# Items start

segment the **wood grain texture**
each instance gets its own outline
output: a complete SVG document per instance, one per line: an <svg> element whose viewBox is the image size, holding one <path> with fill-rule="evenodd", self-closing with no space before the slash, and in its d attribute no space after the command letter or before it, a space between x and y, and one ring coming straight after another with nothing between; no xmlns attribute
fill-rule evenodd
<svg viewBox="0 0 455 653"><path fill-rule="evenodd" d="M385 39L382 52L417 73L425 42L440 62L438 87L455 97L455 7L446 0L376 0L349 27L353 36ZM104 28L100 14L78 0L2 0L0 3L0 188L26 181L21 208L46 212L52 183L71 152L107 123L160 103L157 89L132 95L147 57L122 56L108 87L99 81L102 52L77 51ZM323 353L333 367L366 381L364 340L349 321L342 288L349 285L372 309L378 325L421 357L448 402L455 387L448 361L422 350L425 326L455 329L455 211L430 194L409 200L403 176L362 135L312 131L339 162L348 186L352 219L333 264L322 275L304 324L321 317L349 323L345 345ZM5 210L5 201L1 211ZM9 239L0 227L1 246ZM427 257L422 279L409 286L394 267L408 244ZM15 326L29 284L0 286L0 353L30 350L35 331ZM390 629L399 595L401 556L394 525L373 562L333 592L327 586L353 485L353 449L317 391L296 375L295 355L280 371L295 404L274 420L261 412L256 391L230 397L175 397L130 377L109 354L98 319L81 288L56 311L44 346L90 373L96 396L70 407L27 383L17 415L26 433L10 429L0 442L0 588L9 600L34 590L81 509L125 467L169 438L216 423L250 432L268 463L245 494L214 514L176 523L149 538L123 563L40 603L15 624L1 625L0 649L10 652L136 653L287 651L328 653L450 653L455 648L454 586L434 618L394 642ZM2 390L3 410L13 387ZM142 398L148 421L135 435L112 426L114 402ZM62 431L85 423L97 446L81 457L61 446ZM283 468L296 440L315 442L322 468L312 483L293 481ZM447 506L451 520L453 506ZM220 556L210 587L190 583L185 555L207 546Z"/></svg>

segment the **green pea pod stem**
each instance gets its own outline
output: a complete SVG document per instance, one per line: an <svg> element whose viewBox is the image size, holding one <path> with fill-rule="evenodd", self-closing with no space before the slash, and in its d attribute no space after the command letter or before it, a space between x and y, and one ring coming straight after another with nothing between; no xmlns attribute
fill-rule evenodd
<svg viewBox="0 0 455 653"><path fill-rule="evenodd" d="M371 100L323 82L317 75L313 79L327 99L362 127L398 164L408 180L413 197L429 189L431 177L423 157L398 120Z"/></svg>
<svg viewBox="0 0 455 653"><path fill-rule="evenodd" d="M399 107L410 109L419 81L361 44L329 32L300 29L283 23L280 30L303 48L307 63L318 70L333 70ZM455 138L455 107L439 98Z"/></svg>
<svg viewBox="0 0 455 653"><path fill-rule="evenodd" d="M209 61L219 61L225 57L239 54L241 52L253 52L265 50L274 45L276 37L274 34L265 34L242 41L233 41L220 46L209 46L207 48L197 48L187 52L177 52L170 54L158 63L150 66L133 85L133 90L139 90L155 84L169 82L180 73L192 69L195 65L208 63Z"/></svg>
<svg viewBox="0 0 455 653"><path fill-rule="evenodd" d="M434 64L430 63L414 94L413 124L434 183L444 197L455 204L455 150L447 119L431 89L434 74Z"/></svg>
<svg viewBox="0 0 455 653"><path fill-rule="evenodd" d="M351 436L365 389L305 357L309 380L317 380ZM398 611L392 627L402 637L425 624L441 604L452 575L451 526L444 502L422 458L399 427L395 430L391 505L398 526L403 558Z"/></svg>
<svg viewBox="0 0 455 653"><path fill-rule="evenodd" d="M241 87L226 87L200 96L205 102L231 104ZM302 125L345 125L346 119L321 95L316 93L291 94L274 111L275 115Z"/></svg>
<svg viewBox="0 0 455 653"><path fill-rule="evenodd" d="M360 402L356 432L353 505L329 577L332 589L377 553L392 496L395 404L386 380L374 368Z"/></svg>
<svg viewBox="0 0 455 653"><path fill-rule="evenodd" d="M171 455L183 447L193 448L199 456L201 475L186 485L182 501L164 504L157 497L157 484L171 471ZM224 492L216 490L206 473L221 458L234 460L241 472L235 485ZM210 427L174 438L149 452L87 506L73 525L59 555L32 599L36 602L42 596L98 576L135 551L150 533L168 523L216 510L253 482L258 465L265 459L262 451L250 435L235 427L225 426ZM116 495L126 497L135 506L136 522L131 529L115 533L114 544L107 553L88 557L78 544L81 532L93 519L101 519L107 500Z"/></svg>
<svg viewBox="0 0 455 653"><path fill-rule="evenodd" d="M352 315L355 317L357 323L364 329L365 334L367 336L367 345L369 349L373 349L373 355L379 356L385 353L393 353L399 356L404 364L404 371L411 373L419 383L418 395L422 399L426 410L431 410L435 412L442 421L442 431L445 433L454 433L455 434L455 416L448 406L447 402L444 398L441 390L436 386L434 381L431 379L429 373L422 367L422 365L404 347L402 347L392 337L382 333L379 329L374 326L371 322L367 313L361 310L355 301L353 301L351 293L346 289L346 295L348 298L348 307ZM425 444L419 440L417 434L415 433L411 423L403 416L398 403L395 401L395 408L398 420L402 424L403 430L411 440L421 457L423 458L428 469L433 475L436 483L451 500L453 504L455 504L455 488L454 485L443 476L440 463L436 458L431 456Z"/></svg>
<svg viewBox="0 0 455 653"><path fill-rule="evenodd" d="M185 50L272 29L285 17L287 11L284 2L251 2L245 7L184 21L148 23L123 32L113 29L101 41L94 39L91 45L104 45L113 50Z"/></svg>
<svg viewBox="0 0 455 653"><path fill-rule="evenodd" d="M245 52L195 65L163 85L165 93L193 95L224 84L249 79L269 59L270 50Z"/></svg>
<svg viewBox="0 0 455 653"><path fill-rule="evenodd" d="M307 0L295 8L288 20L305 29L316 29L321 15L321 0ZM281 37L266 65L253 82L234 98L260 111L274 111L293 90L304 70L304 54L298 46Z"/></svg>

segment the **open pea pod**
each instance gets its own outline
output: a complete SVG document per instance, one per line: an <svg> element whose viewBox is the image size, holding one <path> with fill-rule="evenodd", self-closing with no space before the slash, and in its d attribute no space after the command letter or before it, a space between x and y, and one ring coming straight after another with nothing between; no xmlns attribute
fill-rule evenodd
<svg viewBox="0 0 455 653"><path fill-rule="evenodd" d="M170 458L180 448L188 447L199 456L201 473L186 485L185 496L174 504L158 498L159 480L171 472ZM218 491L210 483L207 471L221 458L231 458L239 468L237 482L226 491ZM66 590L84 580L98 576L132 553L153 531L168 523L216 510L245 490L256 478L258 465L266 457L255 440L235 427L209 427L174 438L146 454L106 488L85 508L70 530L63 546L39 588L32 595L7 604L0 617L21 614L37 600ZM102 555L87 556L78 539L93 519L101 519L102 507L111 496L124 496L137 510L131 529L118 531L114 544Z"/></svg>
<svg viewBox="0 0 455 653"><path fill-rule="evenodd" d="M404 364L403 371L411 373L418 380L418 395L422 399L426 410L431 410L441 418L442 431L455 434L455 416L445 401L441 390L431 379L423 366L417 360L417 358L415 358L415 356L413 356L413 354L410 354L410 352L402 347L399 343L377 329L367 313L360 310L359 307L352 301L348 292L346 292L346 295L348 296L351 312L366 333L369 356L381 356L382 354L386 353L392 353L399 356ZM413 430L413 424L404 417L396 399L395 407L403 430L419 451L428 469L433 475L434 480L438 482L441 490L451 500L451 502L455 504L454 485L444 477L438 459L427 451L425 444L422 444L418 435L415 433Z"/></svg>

# Items end

Please give all the records above again, with "outline" replaced by "mask" and everything else left unchanged.

segment the **wood grain texture**
each instance gets its own mask
output: a complete SVG document per instance, one per line: an <svg> element whose viewBox is the image size, holding one <path> with fill-rule="evenodd", self-closing with no space before the slash, and in its d attribute no space after the command letter or before it, a space between x and y, and one ring coming straight after another with nothing between; no xmlns attribute
fill-rule evenodd
<svg viewBox="0 0 455 653"><path fill-rule="evenodd" d="M385 39L382 52L417 73L425 42L440 62L438 87L455 97L455 7L446 0L376 0L349 27L353 36ZM104 28L100 14L78 0L2 0L0 3L0 188L26 181L21 208L46 212L52 183L71 152L107 123L160 103L157 89L132 95L147 57L122 56L108 87L99 81L102 52L77 51ZM323 353L333 367L366 381L364 340L349 321L342 288L349 285L372 309L378 325L421 357L448 402L455 387L448 361L422 350L425 326L455 329L455 211L430 194L409 200L403 176L362 135L312 131L339 162L348 186L352 219L333 264L322 275L304 324L321 317L349 323L345 345ZM5 210L5 201L1 211ZM9 239L0 227L1 246ZM427 257L422 279L409 286L394 267L408 244ZM15 326L29 284L0 286L0 353L30 350L35 331ZM390 629L399 595L401 556L394 525L373 562L333 592L327 586L353 485L353 449L317 391L296 375L295 355L280 371L295 404L274 420L261 412L256 391L230 397L175 397L130 377L109 354L98 319L81 288L56 311L44 346L90 373L96 396L70 407L27 383L17 415L26 433L10 429L0 442L0 588L9 600L34 590L81 509L125 467L169 438L216 423L250 432L268 463L245 494L214 514L176 523L149 538L123 563L40 603L15 624L1 625L0 649L10 652L136 653L287 651L328 653L450 653L455 648L454 586L434 618L394 642ZM2 390L3 410L13 387ZM142 398L148 421L135 435L112 426L114 402ZM62 431L85 423L97 446L81 457L61 446ZM283 468L296 440L315 442L322 468L312 483L293 481ZM447 506L451 520L453 506ZM220 556L210 587L190 583L185 555L207 546Z"/></svg>

segment the **green pea pod stem**
each instance gets its own mask
output: a complete SVG document per instance, one per line: an <svg> element whose viewBox is the image size, holding one <path> with fill-rule="evenodd", self-closing with no space before the slash, and in its d attribute no space after the command letter or before it, a space between x and y, and one ring coming straight after another with nothing between; no xmlns attribute
fill-rule evenodd
<svg viewBox="0 0 455 653"><path fill-rule="evenodd" d="M371 100L323 82L317 75L313 79L327 99L362 127L398 164L408 180L413 197L429 189L431 177L423 157L398 120Z"/></svg>
<svg viewBox="0 0 455 653"><path fill-rule="evenodd" d="M399 107L410 109L419 81L361 44L329 32L300 29L283 23L280 30L303 48L307 63L318 70L333 70ZM455 138L455 107L439 98Z"/></svg>
<svg viewBox="0 0 455 653"><path fill-rule="evenodd" d="M209 61L219 61L225 57L239 54L241 52L253 52L265 50L274 45L276 37L274 34L265 34L242 41L233 41L220 46L209 46L207 48L197 48L187 52L177 52L170 54L158 63L150 66L133 85L133 90L139 90L155 84L169 82L180 73L192 69L195 65L208 63Z"/></svg>
<svg viewBox="0 0 455 653"><path fill-rule="evenodd" d="M434 64L430 63L414 94L413 124L434 183L444 197L455 204L455 150L447 119L431 89L434 74Z"/></svg>
<svg viewBox="0 0 455 653"><path fill-rule="evenodd" d="M351 436L365 389L305 357L309 380L317 380ZM398 611L392 627L402 637L425 624L441 604L452 575L451 526L444 502L422 458L399 427L395 430L391 505L398 526L403 558Z"/></svg>
<svg viewBox="0 0 455 653"><path fill-rule="evenodd" d="M241 87L226 87L200 96L205 102L231 104ZM302 125L345 125L346 119L321 95L316 93L291 94L274 111L275 115Z"/></svg>
<svg viewBox="0 0 455 653"><path fill-rule="evenodd" d="M360 402L356 432L353 505L329 577L332 589L377 553L392 496L395 404L386 380L374 368Z"/></svg>
<svg viewBox="0 0 455 653"><path fill-rule="evenodd" d="M171 455L183 447L193 448L199 456L201 475L186 485L182 501L164 504L157 497L157 484L171 471ZM224 492L216 490L206 473L221 458L234 460L241 472L235 485ZM210 427L174 438L149 452L87 506L73 525L59 555L32 599L36 602L42 596L98 576L135 551L150 533L168 523L216 510L253 482L258 465L265 459L262 451L250 435L235 427L225 426ZM116 495L126 497L135 506L136 522L131 529L115 533L114 544L107 553L88 557L78 544L81 532L93 519L101 519L107 500Z"/></svg>
<svg viewBox="0 0 455 653"><path fill-rule="evenodd" d="M352 315L355 317L357 323L364 329L365 334L367 336L367 345L369 349L373 349L373 355L379 356L385 353L393 353L399 356L404 364L404 371L411 373L419 383L418 395L422 399L426 410L431 410L435 412L442 421L442 431L445 433L454 433L455 434L455 416L448 406L447 402L444 398L441 390L436 386L434 381L431 379L429 373L422 367L422 365L404 347L402 347L392 337L382 333L379 329L374 326L371 322L367 313L361 310L355 301L353 301L351 293L346 289L346 295L348 298L348 307ZM425 444L419 440L417 434L415 433L411 423L403 416L398 403L395 401L395 408L398 420L402 424L403 430L411 440L421 457L423 458L428 469L433 475L436 483L451 500L453 504L455 504L455 488L454 485L443 476L440 463L436 458L431 456Z"/></svg>
<svg viewBox="0 0 455 653"><path fill-rule="evenodd" d="M185 50L272 29L285 17L287 11L284 2L251 2L245 7L184 21L148 23L123 32L113 29L101 41L94 39L91 45L104 45L113 50Z"/></svg>
<svg viewBox="0 0 455 653"><path fill-rule="evenodd" d="M245 52L195 65L163 85L165 93L193 95L224 84L249 79L269 59L270 50Z"/></svg>
<svg viewBox="0 0 455 653"><path fill-rule="evenodd" d="M307 0L295 8L288 20L305 29L316 29L321 15L321 0ZM281 37L266 65L253 82L234 98L260 111L274 111L293 90L304 70L304 54L298 46Z"/></svg>

segment the **open pea pod**
each instance gets its own mask
output: a complete SVG document per instance, one per line: an <svg> element whose viewBox is the image size, holding one <path> with fill-rule="evenodd", self-closing with no space before the slash, and in its d attribute no space after the command letter or before it, a space between x and y, and one ring coming straight after another with nothing between; no xmlns attribute
fill-rule evenodd
<svg viewBox="0 0 455 653"><path fill-rule="evenodd" d="M170 458L180 448L188 447L199 456L201 473L186 485L185 496L174 504L158 498L159 480L171 472ZM218 491L210 483L207 471L221 458L231 458L239 468L237 482L226 491ZM66 590L84 580L98 576L132 553L153 531L168 523L216 510L245 490L256 478L258 465L266 457L255 440L235 427L209 427L174 438L146 454L106 488L85 508L70 530L63 546L39 588L32 595L7 604L0 617L21 614L37 600ZM102 555L87 556L78 539L93 519L101 519L102 507L111 496L124 496L137 510L131 529L118 531L114 544Z"/></svg>
<svg viewBox="0 0 455 653"><path fill-rule="evenodd" d="M404 364L403 371L411 373L418 380L418 395L422 399L426 410L431 410L441 418L442 431L455 434L455 416L445 401L441 390L431 379L423 366L417 360L417 358L415 358L415 356L413 356L413 354L410 354L410 352L402 347L399 343L377 329L367 313L360 310L359 307L352 301L348 292L346 292L346 295L348 296L351 312L366 333L369 356L381 356L382 354L386 353L392 353L399 356ZM413 430L413 424L404 417L396 399L395 407L403 430L419 451L428 469L433 475L434 480L438 482L441 490L451 500L451 502L455 504L454 485L444 477L438 459L427 451L425 444L422 444L418 435L415 433Z"/></svg>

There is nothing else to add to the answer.